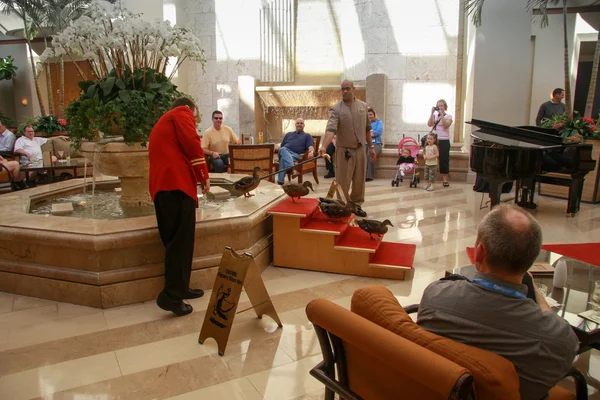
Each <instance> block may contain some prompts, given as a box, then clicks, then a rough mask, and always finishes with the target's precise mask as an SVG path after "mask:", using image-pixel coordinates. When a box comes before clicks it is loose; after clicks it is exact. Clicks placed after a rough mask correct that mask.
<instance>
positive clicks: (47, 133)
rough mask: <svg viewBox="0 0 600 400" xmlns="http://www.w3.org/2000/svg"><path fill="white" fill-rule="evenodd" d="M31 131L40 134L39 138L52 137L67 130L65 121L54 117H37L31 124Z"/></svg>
mask: <svg viewBox="0 0 600 400" xmlns="http://www.w3.org/2000/svg"><path fill="white" fill-rule="evenodd" d="M33 129H34V130H35V131H36V132H40V133H41V134H42V135H41V136H52V135H53V134H54V133H55V132H64V131H66V130H67V121H65V120H64V119H62V118H57V117H55V116H54V115H46V116H42V117H38V118H37V120H35V122H34V123H33Z"/></svg>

ASSIGNED TASK:
Reproduce the entire listing exactly, but omit any pictures.

TASK RESPONSE:
Each <instance> block may contain some prompts, given as a box, then clicks, then a rough mask, and always finishes with the target's precise mask as an SVG path after "mask:", using image-pixel coordinates. When a box comes before clicks it is loose; after clicks it is exact. Clicks placed after a rough mask correct that mask.
<instance>
positive clicks: (47, 133)
rough mask: <svg viewBox="0 0 600 400" xmlns="http://www.w3.org/2000/svg"><path fill="white" fill-rule="evenodd" d="M31 131L40 134L39 138L52 137L67 130L65 121L54 117H37L31 124Z"/></svg>
mask: <svg viewBox="0 0 600 400" xmlns="http://www.w3.org/2000/svg"><path fill="white" fill-rule="evenodd" d="M33 129H34V130H35V131H36V132H40V133H41V134H42V135H41V136H52V135H53V134H54V133H55V132H64V131H66V130H67V121H65V120H64V119H62V118H57V117H55V116H54V115H46V116H42V117H38V118H37V120H35V122H34V123H33Z"/></svg>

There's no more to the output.